**DATA:**
-=-=-=-=-

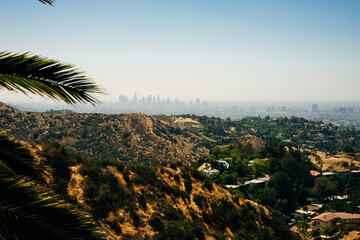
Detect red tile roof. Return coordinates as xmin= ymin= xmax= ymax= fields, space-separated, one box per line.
xmin=312 ymin=212 xmax=360 ymax=222
xmin=310 ymin=170 xmax=321 ymax=177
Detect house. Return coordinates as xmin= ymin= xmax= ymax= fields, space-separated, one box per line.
xmin=197 ymin=163 xmax=220 ymax=177
xmin=293 ymin=209 xmax=317 ymax=219
xmin=327 ymin=195 xmax=348 ymax=201
xmin=311 ymin=212 xmax=360 ymax=231
xmin=197 ymin=163 xmax=211 ymax=172
xmin=201 ymin=168 xmax=220 ymax=177
xmin=310 ymin=170 xmax=321 ymax=177
xmin=225 ymin=184 xmax=240 ymax=189
xmin=217 ymin=160 xmax=230 ymax=170
xmin=322 ymin=172 xmax=335 ymax=177
xmin=241 ymin=175 xmax=270 ymax=188
xmin=306 ymin=205 xmax=321 ymax=212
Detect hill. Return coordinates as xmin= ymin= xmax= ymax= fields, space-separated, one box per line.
xmin=0 ymin=103 xmax=214 ymax=163
xmin=309 ymin=151 xmax=360 ymax=172
xmin=36 ymin=143 xmax=297 ymax=240
xmin=0 ymin=103 xmax=268 ymax=164
xmin=176 ymin=114 xmax=360 ymax=154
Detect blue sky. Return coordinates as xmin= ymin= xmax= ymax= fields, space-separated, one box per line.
xmin=1 ymin=0 xmax=360 ymax=103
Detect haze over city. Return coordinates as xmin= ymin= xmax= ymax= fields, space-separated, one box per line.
xmin=1 ymin=0 xmax=360 ymax=104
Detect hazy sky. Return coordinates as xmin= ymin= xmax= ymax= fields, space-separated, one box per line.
xmin=1 ymin=0 xmax=360 ymax=104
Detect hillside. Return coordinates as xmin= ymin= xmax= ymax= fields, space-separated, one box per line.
xmin=309 ymin=151 xmax=360 ymax=172
xmin=176 ymin=114 xmax=360 ymax=153
xmin=35 ymin=143 xmax=297 ymax=240
xmin=0 ymin=103 xmax=214 ymax=163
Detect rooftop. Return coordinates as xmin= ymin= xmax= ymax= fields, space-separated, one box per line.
xmin=197 ymin=163 xmax=211 ymax=171
xmin=312 ymin=212 xmax=360 ymax=222
xmin=310 ymin=170 xmax=321 ymax=177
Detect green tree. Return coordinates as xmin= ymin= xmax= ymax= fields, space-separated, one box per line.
xmin=312 ymin=177 xmax=339 ymax=199
xmin=251 ymin=158 xmax=268 ymax=177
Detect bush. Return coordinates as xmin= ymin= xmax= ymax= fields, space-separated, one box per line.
xmin=184 ymin=176 xmax=192 ymax=193
xmin=204 ymin=179 xmax=213 ymax=191
xmin=163 ymin=207 xmax=185 ymax=221
xmin=130 ymin=165 xmax=158 ymax=186
xmin=98 ymin=159 xmax=124 ymax=171
xmin=149 ymin=212 xmax=165 ymax=231
xmin=193 ymin=194 xmax=207 ymax=207
xmin=153 ymin=221 xmax=205 ymax=240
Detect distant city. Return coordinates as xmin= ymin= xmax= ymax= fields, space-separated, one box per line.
xmin=118 ymin=92 xmax=208 ymax=107
xmin=6 ymin=93 xmax=360 ymax=129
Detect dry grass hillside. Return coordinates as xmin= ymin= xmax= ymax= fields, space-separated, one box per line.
xmin=0 ymin=103 xmax=214 ymax=163
xmin=309 ymin=151 xmax=360 ymax=171
xmin=31 ymin=140 xmax=296 ymax=240
xmin=218 ymin=135 xmax=265 ymax=155
xmin=66 ymin=161 xmax=295 ymax=240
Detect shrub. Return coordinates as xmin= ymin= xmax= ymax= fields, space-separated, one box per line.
xmin=204 ymin=179 xmax=213 ymax=191
xmin=193 ymin=194 xmax=207 ymax=207
xmin=130 ymin=165 xmax=158 ymax=186
xmin=153 ymin=221 xmax=205 ymax=240
xmin=98 ymin=159 xmax=124 ymax=171
xmin=163 ymin=207 xmax=185 ymax=221
xmin=149 ymin=212 xmax=165 ymax=231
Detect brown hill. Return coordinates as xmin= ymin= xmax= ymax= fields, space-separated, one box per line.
xmin=30 ymin=142 xmax=297 ymax=239
xmin=309 ymin=151 xmax=360 ymax=171
xmin=0 ymin=102 xmax=214 ymax=163
xmin=65 ymin=161 xmax=295 ymax=239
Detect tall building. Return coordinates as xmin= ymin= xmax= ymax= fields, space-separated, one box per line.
xmin=132 ymin=92 xmax=138 ymax=104
xmin=118 ymin=95 xmax=128 ymax=104
xmin=153 ymin=96 xmax=156 ymax=104
xmin=312 ymin=104 xmax=318 ymax=113
xmin=157 ymin=94 xmax=160 ymax=104
xmin=196 ymin=98 xmax=200 ymax=105
xmin=147 ymin=95 xmax=152 ymax=104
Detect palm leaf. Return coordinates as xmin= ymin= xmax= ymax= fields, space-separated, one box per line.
xmin=0 ymin=132 xmax=51 ymax=184
xmin=0 ymin=176 xmax=104 ymax=239
xmin=39 ymin=0 xmax=55 ymax=6
xmin=0 ymin=51 xmax=103 ymax=105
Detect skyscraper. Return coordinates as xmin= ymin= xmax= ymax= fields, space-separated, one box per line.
xmin=147 ymin=95 xmax=152 ymax=104
xmin=196 ymin=98 xmax=200 ymax=105
xmin=133 ymin=92 xmax=138 ymax=104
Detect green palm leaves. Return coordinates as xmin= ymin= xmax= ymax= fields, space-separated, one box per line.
xmin=0 ymin=51 xmax=103 ymax=105
xmin=1 ymin=1 xmax=107 ymax=238
xmin=0 ymin=177 xmax=101 ymax=240
xmin=0 ymin=133 xmax=104 ymax=239
xmin=0 ymin=133 xmax=51 ymax=183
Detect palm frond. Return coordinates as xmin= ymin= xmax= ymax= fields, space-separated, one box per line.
xmin=0 ymin=132 xmax=51 ymax=184
xmin=0 ymin=176 xmax=104 ymax=239
xmin=0 ymin=51 xmax=104 ymax=105
xmin=39 ymin=0 xmax=55 ymax=6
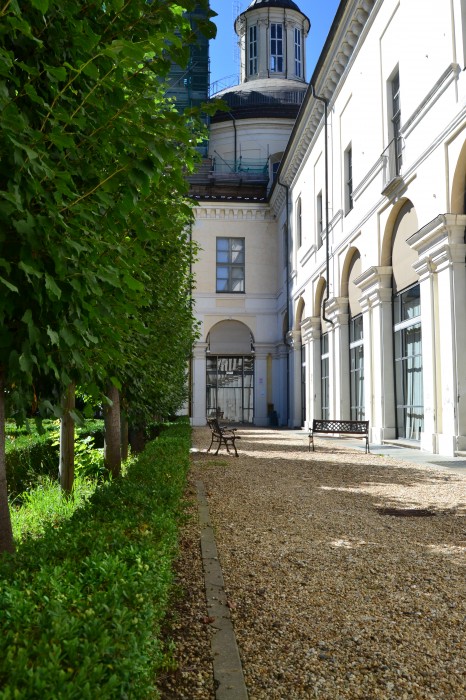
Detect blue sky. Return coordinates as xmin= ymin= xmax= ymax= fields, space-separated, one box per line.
xmin=209 ymin=0 xmax=341 ymax=91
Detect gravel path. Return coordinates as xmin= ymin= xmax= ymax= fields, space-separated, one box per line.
xmin=157 ymin=427 xmax=466 ymax=700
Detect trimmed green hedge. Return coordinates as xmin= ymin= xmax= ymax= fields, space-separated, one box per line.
xmin=0 ymin=421 xmax=191 ymax=699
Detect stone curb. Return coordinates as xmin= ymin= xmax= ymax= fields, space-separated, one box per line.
xmin=196 ymin=480 xmax=249 ymax=700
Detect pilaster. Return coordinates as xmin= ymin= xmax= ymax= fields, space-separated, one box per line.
xmin=409 ymin=214 xmax=466 ymax=454
xmin=286 ymin=329 xmax=303 ymax=427
xmin=325 ymin=297 xmax=350 ymax=419
xmin=191 ymin=343 xmax=208 ymax=426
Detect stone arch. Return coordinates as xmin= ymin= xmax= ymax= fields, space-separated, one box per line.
xmin=206 ymin=320 xmax=254 ymax=354
xmin=451 ymin=138 xmax=466 ymax=214
xmin=381 ymin=197 xmax=410 ymax=267
xmin=314 ymin=277 xmax=331 ymax=332
xmin=381 ymin=199 xmax=419 ymax=294
xmin=345 ymin=249 xmax=363 ymax=317
xmin=294 ymin=296 xmax=305 ymax=330
xmin=313 ymin=277 xmax=327 ymax=318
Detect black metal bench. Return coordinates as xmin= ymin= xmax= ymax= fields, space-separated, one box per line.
xmin=309 ymin=419 xmax=370 ymax=453
xmin=206 ymin=418 xmax=240 ymax=457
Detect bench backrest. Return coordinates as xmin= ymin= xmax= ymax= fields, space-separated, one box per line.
xmin=207 ymin=417 xmax=222 ymax=433
xmin=312 ymin=419 xmax=369 ymax=434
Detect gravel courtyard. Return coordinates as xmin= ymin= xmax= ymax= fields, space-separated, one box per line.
xmin=157 ymin=427 xmax=466 ymax=700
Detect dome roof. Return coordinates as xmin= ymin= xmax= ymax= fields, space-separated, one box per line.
xmin=211 ymin=77 xmax=307 ymax=122
xmin=240 ymin=0 xmax=310 ymax=28
xmin=246 ymin=0 xmax=302 ymax=11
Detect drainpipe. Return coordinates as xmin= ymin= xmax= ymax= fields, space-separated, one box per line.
xmin=310 ymin=85 xmax=334 ymax=328
xmin=278 ymin=177 xmax=291 ymax=425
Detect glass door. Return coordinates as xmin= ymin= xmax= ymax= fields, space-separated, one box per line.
xmin=394 ymin=284 xmax=423 ymax=439
xmin=206 ymin=356 xmax=254 ymax=424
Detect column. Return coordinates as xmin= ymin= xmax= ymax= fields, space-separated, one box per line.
xmin=253 ymin=345 xmax=271 ymax=426
xmin=286 ymin=330 xmax=302 ymax=427
xmin=191 ymin=342 xmax=208 ymax=426
xmin=326 ymin=297 xmax=350 ymax=419
xmin=409 ymin=214 xmax=466 ymax=454
xmin=305 ymin=317 xmax=322 ymax=424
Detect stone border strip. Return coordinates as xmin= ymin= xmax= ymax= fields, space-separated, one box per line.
xmin=196 ymin=480 xmax=249 ymax=700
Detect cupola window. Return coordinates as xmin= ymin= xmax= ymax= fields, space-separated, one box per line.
xmin=249 ymin=25 xmax=258 ymax=76
xmin=294 ymin=28 xmax=302 ymax=78
xmin=270 ymin=23 xmax=283 ymax=72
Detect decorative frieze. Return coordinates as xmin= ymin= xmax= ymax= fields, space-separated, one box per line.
xmin=194 ymin=205 xmax=274 ymax=222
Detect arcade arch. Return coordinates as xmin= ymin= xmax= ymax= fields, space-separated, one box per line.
xmin=383 ymin=201 xmax=423 ymax=440
xmin=205 ymin=320 xmax=255 ymax=424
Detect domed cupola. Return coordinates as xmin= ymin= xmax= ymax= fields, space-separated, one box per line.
xmin=235 ymin=0 xmax=310 ymax=84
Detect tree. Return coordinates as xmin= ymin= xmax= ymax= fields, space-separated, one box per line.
xmin=0 ymin=0 xmax=216 ymax=553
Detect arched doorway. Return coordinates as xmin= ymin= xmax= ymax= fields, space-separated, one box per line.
xmin=206 ymin=320 xmax=255 ymax=424
xmin=390 ymin=201 xmax=422 ymax=440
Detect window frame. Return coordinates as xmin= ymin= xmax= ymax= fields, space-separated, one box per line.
xmin=296 ymin=196 xmax=302 ymax=248
xmin=390 ymin=70 xmax=402 ymax=175
xmin=216 ymin=237 xmax=245 ymax=294
xmin=270 ymin=23 xmax=284 ymax=73
xmin=294 ymin=27 xmax=302 ymax=78
xmin=349 ymin=314 xmax=364 ymax=421
xmin=344 ymin=145 xmax=353 ymax=214
xmin=321 ymin=332 xmax=330 ymax=420
xmin=316 ymin=191 xmax=323 ymax=249
xmin=249 ymin=24 xmax=258 ymax=76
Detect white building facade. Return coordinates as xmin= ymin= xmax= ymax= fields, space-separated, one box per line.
xmin=190 ymin=0 xmax=466 ymax=457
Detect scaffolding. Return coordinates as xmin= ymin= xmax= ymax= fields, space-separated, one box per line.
xmin=166 ymin=4 xmax=210 ymax=113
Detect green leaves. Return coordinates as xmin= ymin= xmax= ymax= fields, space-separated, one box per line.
xmin=31 ymin=0 xmax=50 ymax=13
xmin=0 ymin=0 xmax=211 ymax=428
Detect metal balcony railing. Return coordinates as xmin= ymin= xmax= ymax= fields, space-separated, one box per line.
xmin=211 ymin=156 xmax=269 ymax=176
xmin=222 ymin=89 xmax=306 ymax=107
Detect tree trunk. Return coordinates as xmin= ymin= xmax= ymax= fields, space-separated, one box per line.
xmin=0 ymin=369 xmax=14 ymax=554
xmin=59 ymin=382 xmax=75 ymax=495
xmin=121 ymin=412 xmax=129 ymax=462
xmin=104 ymin=383 xmax=121 ymax=478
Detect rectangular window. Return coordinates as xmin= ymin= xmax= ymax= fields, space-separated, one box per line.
xmin=249 ymin=25 xmax=258 ymax=76
xmin=216 ymin=237 xmax=245 ymax=293
xmin=349 ymin=315 xmax=364 ymax=421
xmin=394 ymin=284 xmax=423 ymax=440
xmin=391 ymin=71 xmax=402 ymax=175
xmin=270 ymin=23 xmax=283 ymax=72
xmin=296 ymin=196 xmax=302 ymax=248
xmin=294 ymin=28 xmax=302 ymax=78
xmin=345 ymin=145 xmax=353 ymax=213
xmin=321 ymin=332 xmax=330 ymax=420
xmin=316 ymin=192 xmax=323 ymax=249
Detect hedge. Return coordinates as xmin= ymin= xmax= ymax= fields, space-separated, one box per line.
xmin=0 ymin=421 xmax=191 ymax=699
xmin=6 ymin=420 xmax=105 ymax=500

-=-=-=-=-

**TRY IT:**
Starting at the line that contains "Detect hedge. Return", transcribe every line through the last line of the entries above, exactly, and nothing else.

**RESULT:**
Detect hedge. Return coordinates as xmin= ymin= xmax= ymax= fields, space-separated, one box per line.
xmin=0 ymin=421 xmax=191 ymax=699
xmin=6 ymin=420 xmax=105 ymax=500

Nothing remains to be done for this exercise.